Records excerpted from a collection

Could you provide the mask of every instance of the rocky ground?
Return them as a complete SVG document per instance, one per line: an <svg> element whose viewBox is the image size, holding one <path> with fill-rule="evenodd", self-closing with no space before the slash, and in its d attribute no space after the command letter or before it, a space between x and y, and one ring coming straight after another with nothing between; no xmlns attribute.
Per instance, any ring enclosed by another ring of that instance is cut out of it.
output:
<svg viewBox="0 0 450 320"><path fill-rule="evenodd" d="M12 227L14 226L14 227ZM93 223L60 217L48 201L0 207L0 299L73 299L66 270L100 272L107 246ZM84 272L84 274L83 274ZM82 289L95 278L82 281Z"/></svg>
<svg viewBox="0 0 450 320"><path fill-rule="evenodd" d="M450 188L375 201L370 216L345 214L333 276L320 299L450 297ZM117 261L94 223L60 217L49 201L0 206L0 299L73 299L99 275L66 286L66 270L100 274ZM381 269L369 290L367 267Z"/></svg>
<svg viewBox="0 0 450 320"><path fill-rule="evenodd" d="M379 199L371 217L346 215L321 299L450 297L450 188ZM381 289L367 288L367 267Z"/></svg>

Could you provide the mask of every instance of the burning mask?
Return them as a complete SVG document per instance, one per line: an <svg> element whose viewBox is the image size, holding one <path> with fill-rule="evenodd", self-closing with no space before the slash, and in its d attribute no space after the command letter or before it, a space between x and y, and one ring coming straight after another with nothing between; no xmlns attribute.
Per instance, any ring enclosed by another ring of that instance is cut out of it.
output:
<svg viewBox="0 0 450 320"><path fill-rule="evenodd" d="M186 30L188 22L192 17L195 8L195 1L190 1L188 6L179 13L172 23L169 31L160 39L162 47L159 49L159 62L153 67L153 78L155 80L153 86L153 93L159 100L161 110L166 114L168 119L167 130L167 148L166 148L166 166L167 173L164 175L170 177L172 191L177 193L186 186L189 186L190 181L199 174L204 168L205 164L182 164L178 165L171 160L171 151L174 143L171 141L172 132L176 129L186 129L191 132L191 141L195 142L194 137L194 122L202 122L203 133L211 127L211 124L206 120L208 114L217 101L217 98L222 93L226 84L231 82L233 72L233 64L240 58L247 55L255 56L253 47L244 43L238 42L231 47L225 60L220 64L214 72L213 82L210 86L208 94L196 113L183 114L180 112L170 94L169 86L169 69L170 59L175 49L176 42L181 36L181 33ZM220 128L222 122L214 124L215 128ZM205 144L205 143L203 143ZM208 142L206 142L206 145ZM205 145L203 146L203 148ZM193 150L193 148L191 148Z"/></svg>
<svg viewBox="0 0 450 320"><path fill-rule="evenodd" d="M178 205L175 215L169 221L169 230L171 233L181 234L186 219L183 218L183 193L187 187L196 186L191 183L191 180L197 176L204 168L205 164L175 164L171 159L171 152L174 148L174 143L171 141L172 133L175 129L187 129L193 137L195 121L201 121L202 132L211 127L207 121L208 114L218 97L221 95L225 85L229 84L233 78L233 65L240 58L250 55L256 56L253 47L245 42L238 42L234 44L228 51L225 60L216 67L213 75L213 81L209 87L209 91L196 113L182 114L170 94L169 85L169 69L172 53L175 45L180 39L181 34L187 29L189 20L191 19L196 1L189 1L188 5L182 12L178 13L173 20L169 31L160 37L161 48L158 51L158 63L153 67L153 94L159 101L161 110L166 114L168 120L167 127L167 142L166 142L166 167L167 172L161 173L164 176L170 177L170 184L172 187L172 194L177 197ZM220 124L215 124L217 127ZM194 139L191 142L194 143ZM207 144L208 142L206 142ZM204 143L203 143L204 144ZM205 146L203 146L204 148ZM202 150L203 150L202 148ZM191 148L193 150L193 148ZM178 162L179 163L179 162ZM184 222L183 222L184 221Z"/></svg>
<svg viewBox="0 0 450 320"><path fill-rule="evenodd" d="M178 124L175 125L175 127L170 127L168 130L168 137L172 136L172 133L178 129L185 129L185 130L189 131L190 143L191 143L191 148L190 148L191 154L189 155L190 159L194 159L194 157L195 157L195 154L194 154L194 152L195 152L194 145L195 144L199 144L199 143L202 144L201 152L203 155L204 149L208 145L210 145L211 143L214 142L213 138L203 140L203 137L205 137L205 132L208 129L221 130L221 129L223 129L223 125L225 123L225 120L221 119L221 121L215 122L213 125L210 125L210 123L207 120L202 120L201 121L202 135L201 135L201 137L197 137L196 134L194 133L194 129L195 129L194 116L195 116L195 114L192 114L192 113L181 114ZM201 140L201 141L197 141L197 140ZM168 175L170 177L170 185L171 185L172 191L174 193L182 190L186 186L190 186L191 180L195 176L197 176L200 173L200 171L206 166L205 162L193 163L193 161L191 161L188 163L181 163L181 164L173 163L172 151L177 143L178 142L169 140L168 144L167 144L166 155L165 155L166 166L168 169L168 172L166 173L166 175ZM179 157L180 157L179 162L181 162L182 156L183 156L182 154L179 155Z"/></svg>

**Exercise prompt:** Which lines of the data above contain the string "every"? Copy each of them.

**Output of the task:**
Could you provide the mask of every instance of the rocky ground?
Could you provide the mask of every instance of the burning mask?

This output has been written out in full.